→ **Problem to work on**
From the blog post about Anthony Trollope's visits to Australia, return verbatim the passage that opens with the words "17 January 2015" and stops after "Adelaide to acclaim.".

→ **Page extract**
☆ ☆ ☆ ☆ ☆ ☆ ☆

17 January 2015

Literary visitor to Australian shores: Anthony Trollope

 In this blog I've been interested in many famous citizens who made the long and dangerous trip to Australia by ship. In 1836 Charles Darwin visited Australia and wrote up the experience. Lola Montez knocked the socks off the diggers in the Victorian goldfields in 1855. Prof Louis Pasteur was supposed to arrive in Sydney in 1891 to solve the problem of rabbit plagues but he became ill at the last moment. So he sent his brilliant nephew Dr Adrien Loir instead, with a lasting impact on Australia and on the Divine Sarah Bernhardt who was also visiting. During her first tour of Australia in 1926, Anna Pavlova and her dan­cers visited Melbourne, Sydney, Brisbane and Adelaide to acclaim.

Now a book has come out that commands attention. The First Celebrity: Anthony Trollope’s Australasian Odyssey by Nigel Starck was published by Landsdown Media in 2014. As a young adult I read and loved Trollope’s novels, particularly his six Barsetshire novels. I had no idea that Anthony Trollope (1815–1882) visited Australia or that he was not young when he made the long, uncomfortable and rather dangerous trips. He spent a total of a year here in 1871-72,  and then again in 1875.

Photo of Trollope in Australia, 1871-2
Photo credit: The Conversation.

Trollope, who came with his wife Rose and staff, had two reasons to visit, one familial and one literary. Clearly they wanted to visit their younger son, Frederic, who was a sheep farmer in NSW. I don’t know why Fred’s sheep station, Mortray, was failing, nor do I know what dad thought he could do about it.

Interested in the widespread British empire, Trollope had a contract with his publishers for a book on the Australian colonies. Plus he agreed to use any material he gathered for articles in the Daily Telegraph. So all that travel on horseback was not wasted. Anthony Trollope wrote his novel Lady Anna during the year away, describing "descending mines, mixing with shearers and rouseabouts, riding his horse into the loneliness of the bush, touring lunatic asylums, exploring coast & plain by steamer & stagecoach".

No-one travelled as much as Trollope. In August 1871 he went to Queensland and in October visited rural New South Wales. In Sydney he attended parliament, and in December he gave advice to the Legis­lat­ive Assem­bly select committee on the civil service. In Melbourne he gave a lecture to a very literate audience of 3000 on one of his favourite topics, English Prose Fiction as a Rational Amusement. In January 1872 he was in Tasmania.

Which Australian or New Zealand newspaper first published this cartoon of Trollope?
Photo credit: The Conversation.

☆ ☆ ☆ ☆ ☆ ☆ ☆

→ **Information provided**

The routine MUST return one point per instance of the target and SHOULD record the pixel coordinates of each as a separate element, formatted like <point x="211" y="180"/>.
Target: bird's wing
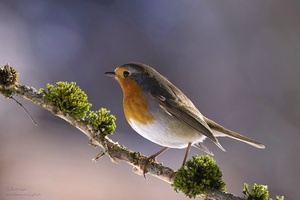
<point x="220" y="131"/>
<point x="177" y="104"/>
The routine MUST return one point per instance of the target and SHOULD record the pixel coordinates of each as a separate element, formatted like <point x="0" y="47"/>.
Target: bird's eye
<point x="126" y="73"/>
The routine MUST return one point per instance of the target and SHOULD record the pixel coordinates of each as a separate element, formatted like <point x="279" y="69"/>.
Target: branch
<point x="115" y="151"/>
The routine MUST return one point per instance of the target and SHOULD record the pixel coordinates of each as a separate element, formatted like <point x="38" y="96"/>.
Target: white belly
<point x="168" y="131"/>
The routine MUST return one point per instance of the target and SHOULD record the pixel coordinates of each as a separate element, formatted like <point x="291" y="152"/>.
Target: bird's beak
<point x="111" y="74"/>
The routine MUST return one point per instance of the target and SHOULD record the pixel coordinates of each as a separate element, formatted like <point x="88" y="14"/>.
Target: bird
<point x="160" y="112"/>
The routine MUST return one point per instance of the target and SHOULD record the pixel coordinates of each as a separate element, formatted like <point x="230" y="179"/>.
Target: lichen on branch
<point x="199" y="176"/>
<point x="68" y="97"/>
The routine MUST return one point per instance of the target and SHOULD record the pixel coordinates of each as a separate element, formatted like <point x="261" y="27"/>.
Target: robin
<point x="161" y="113"/>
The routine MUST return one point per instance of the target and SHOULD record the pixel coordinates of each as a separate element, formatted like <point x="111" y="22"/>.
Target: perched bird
<point x="160" y="112"/>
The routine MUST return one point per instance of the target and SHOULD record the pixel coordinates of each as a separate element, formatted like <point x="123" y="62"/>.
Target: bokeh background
<point x="238" y="61"/>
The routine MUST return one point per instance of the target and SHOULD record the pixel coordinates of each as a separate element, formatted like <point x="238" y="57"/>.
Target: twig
<point x="114" y="150"/>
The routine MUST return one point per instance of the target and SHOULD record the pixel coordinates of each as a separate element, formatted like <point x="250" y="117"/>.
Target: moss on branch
<point x="199" y="176"/>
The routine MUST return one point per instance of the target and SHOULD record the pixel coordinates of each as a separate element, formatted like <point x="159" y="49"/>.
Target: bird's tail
<point x="220" y="131"/>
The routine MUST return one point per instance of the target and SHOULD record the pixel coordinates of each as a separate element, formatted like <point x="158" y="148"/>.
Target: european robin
<point x="161" y="113"/>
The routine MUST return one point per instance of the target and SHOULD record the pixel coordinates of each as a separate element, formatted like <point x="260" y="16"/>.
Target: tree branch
<point x="114" y="150"/>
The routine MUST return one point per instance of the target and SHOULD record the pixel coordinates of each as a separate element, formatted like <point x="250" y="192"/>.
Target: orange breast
<point x="135" y="103"/>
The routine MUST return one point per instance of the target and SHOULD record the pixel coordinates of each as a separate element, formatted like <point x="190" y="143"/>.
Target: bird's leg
<point x="153" y="159"/>
<point x="186" y="153"/>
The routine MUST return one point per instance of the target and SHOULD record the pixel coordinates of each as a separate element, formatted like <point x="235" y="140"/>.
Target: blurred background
<point x="238" y="61"/>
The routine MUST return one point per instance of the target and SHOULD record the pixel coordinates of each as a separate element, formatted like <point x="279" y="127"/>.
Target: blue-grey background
<point x="238" y="61"/>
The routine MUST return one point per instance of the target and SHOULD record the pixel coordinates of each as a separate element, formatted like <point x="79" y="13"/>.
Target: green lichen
<point x="102" y="121"/>
<point x="258" y="192"/>
<point x="197" y="176"/>
<point x="68" y="97"/>
<point x="134" y="157"/>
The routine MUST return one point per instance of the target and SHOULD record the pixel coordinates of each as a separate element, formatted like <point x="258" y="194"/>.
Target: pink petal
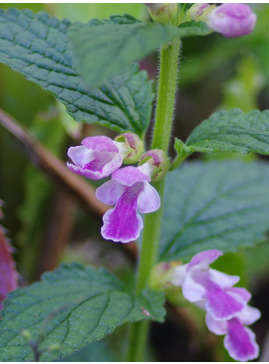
<point x="223" y="279"/>
<point x="220" y="304"/>
<point x="101" y="165"/>
<point x="123" y="224"/>
<point x="8" y="274"/>
<point x="241" y="294"/>
<point x="240" y="341"/>
<point x="128" y="176"/>
<point x="100" y="143"/>
<point x="110" y="192"/>
<point x="203" y="259"/>
<point x="218" y="327"/>
<point x="232" y="20"/>
<point x="249" y="315"/>
<point x="148" y="199"/>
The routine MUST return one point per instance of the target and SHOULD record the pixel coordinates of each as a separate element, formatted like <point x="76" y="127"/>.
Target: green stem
<point x="166" y="95"/>
<point x="152" y="223"/>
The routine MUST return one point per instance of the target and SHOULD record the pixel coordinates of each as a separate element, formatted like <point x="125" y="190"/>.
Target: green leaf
<point x="232" y="131"/>
<point x="104" y="48"/>
<point x="73" y="306"/>
<point x="37" y="46"/>
<point x="99" y="351"/>
<point x="214" y="205"/>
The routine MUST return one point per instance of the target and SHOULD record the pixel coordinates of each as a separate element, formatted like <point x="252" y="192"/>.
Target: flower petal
<point x="223" y="279"/>
<point x="128" y="176"/>
<point x="240" y="341"/>
<point x="241" y="294"/>
<point x="218" y="327"/>
<point x="220" y="304"/>
<point x="203" y="259"/>
<point x="100" y="143"/>
<point x="123" y="224"/>
<point x="148" y="199"/>
<point x="110" y="192"/>
<point x="249" y="315"/>
<point x="80" y="155"/>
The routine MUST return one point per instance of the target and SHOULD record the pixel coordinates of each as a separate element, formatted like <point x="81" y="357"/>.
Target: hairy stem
<point x="152" y="223"/>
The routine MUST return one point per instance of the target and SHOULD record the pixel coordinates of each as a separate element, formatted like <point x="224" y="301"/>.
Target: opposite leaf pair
<point x="129" y="187"/>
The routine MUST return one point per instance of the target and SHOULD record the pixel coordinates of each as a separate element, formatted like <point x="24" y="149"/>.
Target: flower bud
<point x="232" y="20"/>
<point x="162" y="278"/>
<point x="131" y="146"/>
<point x="157" y="162"/>
<point x="162" y="13"/>
<point x="199" y="11"/>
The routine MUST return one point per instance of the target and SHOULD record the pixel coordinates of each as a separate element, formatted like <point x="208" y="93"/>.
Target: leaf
<point x="103" y="51"/>
<point x="214" y="205"/>
<point x="37" y="46"/>
<point x="232" y="131"/>
<point x="99" y="351"/>
<point x="8" y="273"/>
<point x="73" y="306"/>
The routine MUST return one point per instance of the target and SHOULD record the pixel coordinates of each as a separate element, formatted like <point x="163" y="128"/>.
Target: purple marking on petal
<point x="249" y="315"/>
<point x="219" y="303"/>
<point x="240" y="341"/>
<point x="100" y="143"/>
<point x="232" y="20"/>
<point x="148" y="199"/>
<point x="110" y="192"/>
<point x="123" y="224"/>
<point x="128" y="176"/>
<point x="218" y="327"/>
<point x="86" y="173"/>
<point x="203" y="259"/>
<point x="223" y="279"/>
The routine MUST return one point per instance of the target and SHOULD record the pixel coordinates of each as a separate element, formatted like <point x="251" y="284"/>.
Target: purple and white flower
<point x="97" y="157"/>
<point x="130" y="191"/>
<point x="232" y="20"/>
<point x="227" y="307"/>
<point x="239" y="340"/>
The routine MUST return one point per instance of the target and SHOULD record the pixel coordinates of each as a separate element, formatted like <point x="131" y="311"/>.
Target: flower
<point x="227" y="310"/>
<point x="157" y="161"/>
<point x="232" y="20"/>
<point x="8" y="273"/>
<point x="130" y="191"/>
<point x="134" y="147"/>
<point x="239" y="340"/>
<point x="96" y="158"/>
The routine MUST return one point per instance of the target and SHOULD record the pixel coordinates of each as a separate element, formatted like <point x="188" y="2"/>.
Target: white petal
<point x="110" y="192"/>
<point x="80" y="155"/>
<point x="249" y="315"/>
<point x="223" y="279"/>
<point x="218" y="327"/>
<point x="148" y="199"/>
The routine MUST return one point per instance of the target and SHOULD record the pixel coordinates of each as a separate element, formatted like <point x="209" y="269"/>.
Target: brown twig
<point x="54" y="167"/>
<point x="74" y="185"/>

☆ ☆ ☆ ☆ ☆ ☆ ☆

→ **Answer to the problem**
17 January 2015

Literary visitor to Australian shores: Anthony Trollope

 In this blog I've been interested in many famous citizens who made the long and dangerous trip to Australia by ship. In 1836 Charles Darwin visited Australia and wrote up the experience. Lola Montez knocked the socks off the diggers in the Victorian goldfields in 1855. Prof Louis Pasteur was supposed to arrive in Sydney in 1891 to solve the problem of rabbit plagues but he became ill at the last moment. So he sent his brilliant nephew Dr Adrien Loir instead, with a lasting impact on Australia and on the Divine Sarah Bernhardt who was also visiting. During her first tour of Australia in 1926, Anna Pavlova and her dan­cers visited Melbourne, Sydney, Brisbane and Adelaide to acclaim.